**** Document ****

= Theodore Price =

Welsh Anglican clergyman and academic (c. 1570–1631)

Thedore Price (c. 1570 – 15 December 1631) was a Welsh Anglican clergyman and academic. He served as Principal of Hart Hall, Oxford for 18 years and was also a prebend of Westminster Abbey. However, after falling out with his patron, John Williams, he sided with William Laud and was reputed to have converted from Anglicanism to Roman Catholicism at the end of his life.

==Life==
Price was the son of Rees ap Tudor and his wife Margory, who was the daughter of Edward Stanley (constable of Harlech Castle). Price was born in about 1570 in the parish of Llanenddwyn, Dyffyn Ardudwy in Merioneth, North Wales. After attending All Souls College, Oxford as a chorister, he transferred to Jesus College, graduating with a Bachelor of Arts degree on 16 February 1588 and obtaining his Master of Arts degree on 9 June 1591. After his ordination, he was appointed as rector of Llanfair, near Harlech, in 1591. He was appointed a prebendary of Winchester Cathedral in 1596 and rector of Llanrhaeadr-ym-Mochnant, Denbighshire in 1601. In 1604, he was appointed as Principal of Hart Hall, Oxford (the predecessor of Hertford College), holding this position until his resignation in 1622. He became rector of Launton, Oxfordshire in 1609 and obtained his Doctorate of Divinity, as a member of New College, Oxford, in 1614. He was one of the five commissioners appointed to draw up new statutes for Jesus College in 1621, and was made a Fellow of the college at that time.

****

Aim of the task: Please reproduce the passage of the Theodore Price biography starting with "Welsh Anglican clergyman and academic (c." and going on through "of his life.".

**** Supplied data ****

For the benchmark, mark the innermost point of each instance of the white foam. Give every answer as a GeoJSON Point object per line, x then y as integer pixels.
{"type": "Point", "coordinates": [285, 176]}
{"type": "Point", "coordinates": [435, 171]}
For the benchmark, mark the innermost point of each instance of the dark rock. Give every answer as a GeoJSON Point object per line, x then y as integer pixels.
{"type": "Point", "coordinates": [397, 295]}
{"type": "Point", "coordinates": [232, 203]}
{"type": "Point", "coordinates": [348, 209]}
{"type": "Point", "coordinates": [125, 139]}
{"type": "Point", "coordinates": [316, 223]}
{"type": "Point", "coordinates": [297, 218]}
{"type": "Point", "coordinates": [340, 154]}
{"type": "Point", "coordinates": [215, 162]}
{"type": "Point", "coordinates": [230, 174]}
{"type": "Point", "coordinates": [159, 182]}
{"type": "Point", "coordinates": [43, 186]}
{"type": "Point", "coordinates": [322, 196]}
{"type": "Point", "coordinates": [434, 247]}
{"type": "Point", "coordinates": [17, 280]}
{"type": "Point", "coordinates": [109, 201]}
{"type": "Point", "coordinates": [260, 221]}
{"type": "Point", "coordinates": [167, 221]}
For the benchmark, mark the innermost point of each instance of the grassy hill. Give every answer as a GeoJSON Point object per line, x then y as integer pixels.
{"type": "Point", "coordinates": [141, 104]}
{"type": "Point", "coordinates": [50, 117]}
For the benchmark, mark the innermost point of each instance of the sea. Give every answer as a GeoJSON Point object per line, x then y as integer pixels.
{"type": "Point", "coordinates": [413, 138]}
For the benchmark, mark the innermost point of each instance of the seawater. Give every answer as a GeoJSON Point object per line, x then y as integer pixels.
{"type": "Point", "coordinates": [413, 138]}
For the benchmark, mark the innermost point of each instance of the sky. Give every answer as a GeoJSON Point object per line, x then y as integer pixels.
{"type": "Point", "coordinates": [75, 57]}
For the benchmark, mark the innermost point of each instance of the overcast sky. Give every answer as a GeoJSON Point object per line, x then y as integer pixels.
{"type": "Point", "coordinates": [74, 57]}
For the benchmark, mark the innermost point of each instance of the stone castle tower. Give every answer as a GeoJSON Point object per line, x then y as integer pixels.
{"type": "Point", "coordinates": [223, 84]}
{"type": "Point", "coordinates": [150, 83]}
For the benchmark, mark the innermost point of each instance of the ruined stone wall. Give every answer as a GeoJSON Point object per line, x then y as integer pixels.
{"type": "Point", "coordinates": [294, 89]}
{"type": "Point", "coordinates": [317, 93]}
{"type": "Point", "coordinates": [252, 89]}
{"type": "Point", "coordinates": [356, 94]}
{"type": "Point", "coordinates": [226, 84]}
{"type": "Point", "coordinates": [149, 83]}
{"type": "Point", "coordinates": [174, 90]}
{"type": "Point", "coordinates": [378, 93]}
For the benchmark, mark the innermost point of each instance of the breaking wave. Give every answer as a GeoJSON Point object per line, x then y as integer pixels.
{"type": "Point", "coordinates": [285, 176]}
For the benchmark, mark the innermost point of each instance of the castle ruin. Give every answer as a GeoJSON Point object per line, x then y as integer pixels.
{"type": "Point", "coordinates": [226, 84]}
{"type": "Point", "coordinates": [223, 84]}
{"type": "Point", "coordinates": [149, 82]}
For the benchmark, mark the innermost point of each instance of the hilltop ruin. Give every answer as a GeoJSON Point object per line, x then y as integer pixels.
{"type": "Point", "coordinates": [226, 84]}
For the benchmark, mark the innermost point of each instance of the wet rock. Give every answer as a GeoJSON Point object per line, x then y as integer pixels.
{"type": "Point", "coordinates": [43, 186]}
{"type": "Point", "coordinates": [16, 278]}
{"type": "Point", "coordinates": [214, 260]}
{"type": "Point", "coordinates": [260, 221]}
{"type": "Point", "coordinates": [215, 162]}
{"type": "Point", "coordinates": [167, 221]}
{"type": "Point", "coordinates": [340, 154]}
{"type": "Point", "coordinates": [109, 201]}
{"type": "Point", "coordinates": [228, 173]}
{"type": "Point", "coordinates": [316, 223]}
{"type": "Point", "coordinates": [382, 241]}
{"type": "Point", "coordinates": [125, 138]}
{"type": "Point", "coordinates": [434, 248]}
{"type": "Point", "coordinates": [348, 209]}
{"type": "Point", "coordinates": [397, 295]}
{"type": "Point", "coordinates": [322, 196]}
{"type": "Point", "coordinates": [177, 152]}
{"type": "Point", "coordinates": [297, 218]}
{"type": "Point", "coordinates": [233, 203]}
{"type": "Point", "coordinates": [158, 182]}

****

Response to this task:
Welsh Anglican clergyman and academic (c. 1570–1631)

Thedore Price (c. 1570 – 15 December 1631) was a Welsh Anglican clergyman and academic. He served as Principal of Hart Hall, Oxford for 18 years and was also a prebend of Westminster Abbey. However, after falling out with his patron, John Williams, he sided with William Laud and was reputed to have converted from Anglicanism to Roman Catholicism at the end of his life.